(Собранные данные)
....................

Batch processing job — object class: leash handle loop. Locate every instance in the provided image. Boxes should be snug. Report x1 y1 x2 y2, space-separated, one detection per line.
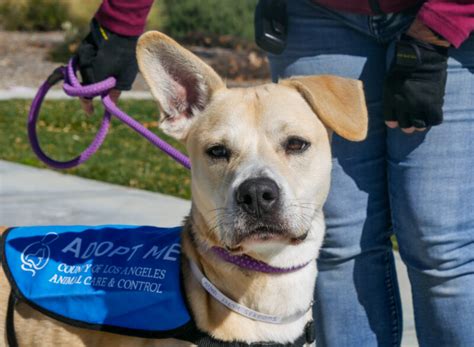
28 67 111 169
28 58 191 169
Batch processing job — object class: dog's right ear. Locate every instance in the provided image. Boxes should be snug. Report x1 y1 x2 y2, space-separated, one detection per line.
137 31 225 140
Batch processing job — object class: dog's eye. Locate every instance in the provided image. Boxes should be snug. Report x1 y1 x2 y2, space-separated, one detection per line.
206 145 230 159
284 136 311 154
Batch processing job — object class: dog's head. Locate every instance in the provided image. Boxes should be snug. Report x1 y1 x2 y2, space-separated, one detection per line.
137 32 367 265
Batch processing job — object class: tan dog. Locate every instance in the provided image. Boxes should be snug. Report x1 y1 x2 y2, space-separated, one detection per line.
0 32 367 347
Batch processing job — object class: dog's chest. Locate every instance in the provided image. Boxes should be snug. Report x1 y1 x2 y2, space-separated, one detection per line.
2 226 191 337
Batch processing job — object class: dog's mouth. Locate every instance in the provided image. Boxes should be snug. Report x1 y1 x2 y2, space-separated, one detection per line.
231 225 308 249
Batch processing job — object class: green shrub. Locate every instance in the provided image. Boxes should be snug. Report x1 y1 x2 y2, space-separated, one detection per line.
0 0 69 31
160 0 257 41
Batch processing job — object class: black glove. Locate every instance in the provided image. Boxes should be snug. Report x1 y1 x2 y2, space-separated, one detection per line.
76 19 138 90
383 35 448 128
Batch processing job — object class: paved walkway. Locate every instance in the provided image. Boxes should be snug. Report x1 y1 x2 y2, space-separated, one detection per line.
0 160 417 347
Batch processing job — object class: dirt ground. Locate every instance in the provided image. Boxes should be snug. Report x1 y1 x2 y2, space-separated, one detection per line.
0 31 269 90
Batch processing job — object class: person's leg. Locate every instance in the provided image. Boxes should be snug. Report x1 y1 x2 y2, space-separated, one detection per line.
388 36 474 347
270 1 402 347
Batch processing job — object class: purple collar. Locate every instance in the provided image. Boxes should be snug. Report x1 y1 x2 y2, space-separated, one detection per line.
212 247 310 274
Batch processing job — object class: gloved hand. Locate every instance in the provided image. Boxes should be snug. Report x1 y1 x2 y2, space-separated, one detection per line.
383 35 448 130
76 19 138 114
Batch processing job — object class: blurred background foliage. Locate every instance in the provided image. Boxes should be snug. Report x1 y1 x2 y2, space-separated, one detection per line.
0 0 257 41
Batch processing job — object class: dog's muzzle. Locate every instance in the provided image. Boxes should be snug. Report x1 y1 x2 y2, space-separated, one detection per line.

....................

#### [УСЛОВИЕ ЗАДАНИЯ]
Перепиши весь материал, заменив "snug" на "tight" и не меняя ничего другого. Изображения в ответ не включай.

#### [ВЕРНЫЙ ОТВЕТ]
Batch processing job — object class: leash handle loop. Locate every instance in the provided image. Boxes should be tight. Report x1 y1 x2 y2, space-separated, one detection per line.
28 67 111 169
28 58 191 169
Batch processing job — object class: dog's right ear. Locate every instance in the provided image. Boxes should be tight. Report x1 y1 x2 y2, space-separated, one detection per line.
137 31 225 140
Batch processing job — object class: dog's eye. Locate every instance in the provided image. Boxes should be tight. Report x1 y1 x2 y2, space-separated, one detection per line.
206 145 230 159
284 136 311 154
Batch processing job — object class: dog's head. Locate every instance in the provided image. Boxes should be tight. Report x1 y1 x2 y2, space-separated, one detection per line.
137 32 367 265
Batch processing job — object class: tan dog. Locate every instance in the provided image. Boxes should be tight. Report x1 y1 x2 y2, space-separated, one detection per line.
0 32 367 347
Batch processing job — object class: dog's chest. Locate every instance in the provided image. Boxes should be tight. Report x1 y1 x2 y2, space-separated, one detection per line.
2 226 191 337
Batch processing job — object class: dog's mouth. Locate every instance in the provided image. Boxes should be tight. Report x1 y1 x2 y2, space-separated, one detection per line.
231 225 308 249
Batch processing job — object class: green shrub. Locate every instance in the provided image. Boxes should be tight. Report x1 y1 x2 y2, space-separated, one detection per line.
0 0 69 31
160 0 257 41
Batch processing job — object class: black glove. Locate every instance in the provided image. Boxes should be tight. Report x1 y1 x2 y2, space-separated, one detection per line.
76 19 138 90
383 35 448 128
Batch processing job — object class: paved walkway. Locate every instance in the provided image. Boxes should be tight. Report x1 y1 x2 y2, space-separated, one detection per line.
0 160 417 347
Batch processing job — object class: dirt ground. Locate every instance in the provided image. Boxes should be tight. Report x1 y1 x2 y2, space-separated, one detection per line.
0 31 269 90
Batch processing job — object class: person's leg. Locate every instance in the provided image. Boxes should be tight. Report x1 y1 x2 y2, space-separated, one detection per line.
388 36 474 347
270 1 402 347
Batch processing job — object class: purple collar. Locate every instance in the provided image. Boxes should be tight. Report x1 y1 x2 y2, space-separated, one detection per line.
212 247 310 274
Batch processing job — object class: gloved hand. Locate every instance in the provided image. Boxes should be tight. Report x1 y1 x2 y2, space-separated, one detection per line.
383 35 448 130
76 19 138 114
Batch processing job — object class: blurred background foliage. Locate every instance in the provided image. Boxes should be tight. Report x1 y1 x2 y2, space-separated, one detection per line.
0 0 257 41
Batch processing job — object class: dog's muzzle. Locate every instance in the provided image. Boxes should be tight. Report x1 y1 x2 y2, space-separated, one detection per line.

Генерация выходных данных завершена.